- [Actions to take]
1 > Copy the CUDA filter timing post from "A kernel for" to "calls __syncthreads() when required.", renaming "image" as "frame" everywhere in that span.
2 > Write the next part of the CUDA filter timing post, picking up after its final sentence.
══ Excerpt provided ══
Filter kernel takes ~2 sec. - TIMING ISSUE CUDA Kernel execution overhead???

Please look at the code attached hereby.

( I ) Attachment details:


  1. Filter_8_Cross_8\win\project\FilterStandalone.sln



  1. - Application containing file I/O and Init function call.

  2. - Application level .cu file from which the call to the kernel is made. Also contains device level allocations.

  3. - contains kernel code.

  4. - contains system Init call. Calls function CUT_DEVICE_INIT() from inside.


  1. common_env.h
  2. Filter.h
  3. VQI_Common.h

( II ) Description:

A kernel for applying a filter (a 13X13 filter) on an image (image used currently is 1920X1080 - full HD) is written.

cutStartTimer and cutStopTimer is used for the profiling of the kernel codes in file “”. Function

cudaThreadSynchronize() is also called after both kernels. Kernels, from inside them, calls __syncthreads() when required.
═══
══ Records provided ══
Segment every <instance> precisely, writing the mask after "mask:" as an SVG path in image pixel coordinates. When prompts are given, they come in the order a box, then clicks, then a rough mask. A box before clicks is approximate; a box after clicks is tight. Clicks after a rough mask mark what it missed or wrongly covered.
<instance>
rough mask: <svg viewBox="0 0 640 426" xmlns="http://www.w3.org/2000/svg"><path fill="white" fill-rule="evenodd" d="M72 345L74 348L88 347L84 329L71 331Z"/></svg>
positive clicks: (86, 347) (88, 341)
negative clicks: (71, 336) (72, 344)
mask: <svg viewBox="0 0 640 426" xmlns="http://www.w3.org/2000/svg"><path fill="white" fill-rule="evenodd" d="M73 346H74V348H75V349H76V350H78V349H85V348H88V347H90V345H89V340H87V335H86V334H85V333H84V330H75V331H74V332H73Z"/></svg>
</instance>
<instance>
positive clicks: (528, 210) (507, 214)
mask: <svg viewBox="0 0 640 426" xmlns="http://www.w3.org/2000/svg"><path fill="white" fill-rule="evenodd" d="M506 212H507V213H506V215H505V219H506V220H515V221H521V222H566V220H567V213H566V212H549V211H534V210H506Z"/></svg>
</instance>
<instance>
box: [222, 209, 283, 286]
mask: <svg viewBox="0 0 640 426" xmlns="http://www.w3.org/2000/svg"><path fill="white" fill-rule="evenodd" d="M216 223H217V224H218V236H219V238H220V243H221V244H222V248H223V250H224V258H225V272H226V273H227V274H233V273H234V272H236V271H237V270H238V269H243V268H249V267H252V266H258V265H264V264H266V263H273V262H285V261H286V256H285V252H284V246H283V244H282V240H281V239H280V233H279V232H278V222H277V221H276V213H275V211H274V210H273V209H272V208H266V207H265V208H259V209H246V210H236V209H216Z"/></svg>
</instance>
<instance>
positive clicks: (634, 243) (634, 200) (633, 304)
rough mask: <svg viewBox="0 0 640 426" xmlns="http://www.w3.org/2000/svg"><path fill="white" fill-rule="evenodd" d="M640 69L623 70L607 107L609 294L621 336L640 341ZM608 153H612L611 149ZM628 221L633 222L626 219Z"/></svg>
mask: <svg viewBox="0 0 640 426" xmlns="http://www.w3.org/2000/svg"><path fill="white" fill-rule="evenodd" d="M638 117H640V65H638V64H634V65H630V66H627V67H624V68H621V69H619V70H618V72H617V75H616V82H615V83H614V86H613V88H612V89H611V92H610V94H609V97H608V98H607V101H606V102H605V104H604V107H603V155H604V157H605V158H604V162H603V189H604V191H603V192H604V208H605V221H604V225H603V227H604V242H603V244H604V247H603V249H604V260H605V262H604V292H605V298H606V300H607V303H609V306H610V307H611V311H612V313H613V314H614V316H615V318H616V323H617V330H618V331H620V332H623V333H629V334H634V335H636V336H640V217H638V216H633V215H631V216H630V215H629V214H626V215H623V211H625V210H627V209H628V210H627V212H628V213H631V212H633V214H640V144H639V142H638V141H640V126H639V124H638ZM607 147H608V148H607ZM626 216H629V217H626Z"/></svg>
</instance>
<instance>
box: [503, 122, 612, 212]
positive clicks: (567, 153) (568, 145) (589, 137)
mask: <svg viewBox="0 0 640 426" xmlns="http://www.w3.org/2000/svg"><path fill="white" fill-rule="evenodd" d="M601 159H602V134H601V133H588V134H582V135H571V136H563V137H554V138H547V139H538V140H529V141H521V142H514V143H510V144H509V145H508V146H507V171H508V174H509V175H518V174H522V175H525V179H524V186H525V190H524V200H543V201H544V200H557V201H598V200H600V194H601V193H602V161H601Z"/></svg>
═══
- [Task-by-task outputs]
1 >
A kernel for applying a filter (a 13X13 filter) on an frame (frame used currently is 1920X1080 - full HD) is written.

cutStartTimer and cutStopTimer is used for the profiling of the kernel codes in file “”. Function

cudaThreadSynchronize() is also called after both kernels. Kernels, from inside them, calls __syncthreads() when required.

2 >
The profiling gives time as 1992 mSec, i.e. nearly 2 seconds which can not be the case. As this much of computation should

take time of the order of 4-5 mSec. at max. on CUDA.

I am missing something here. Can anyone please point out the mistake?

Thanks in advance…
Tanmay Anjaria (936 KB)

Any hint would prove useful… Please pour in your suggestions in case you have any…

I’m stuck just because of the timing issue…

Sorry my initial post was hasty. I see you aren’t going over the entire image but have broken it into a block_width and block_height. Have you verified that you are doing your memory reads in an efficient manner? You don’t seem to be using any sort of shared memory. Also why do you have two kernels? Why not just combine them into one? Also the first kernel doesn’t seem to do anything but loop over the block. The same thing for your second kernel as well. Also you dont’ seem to set your grow_right or grow_left variables which could cause the first kernel to take a really long time.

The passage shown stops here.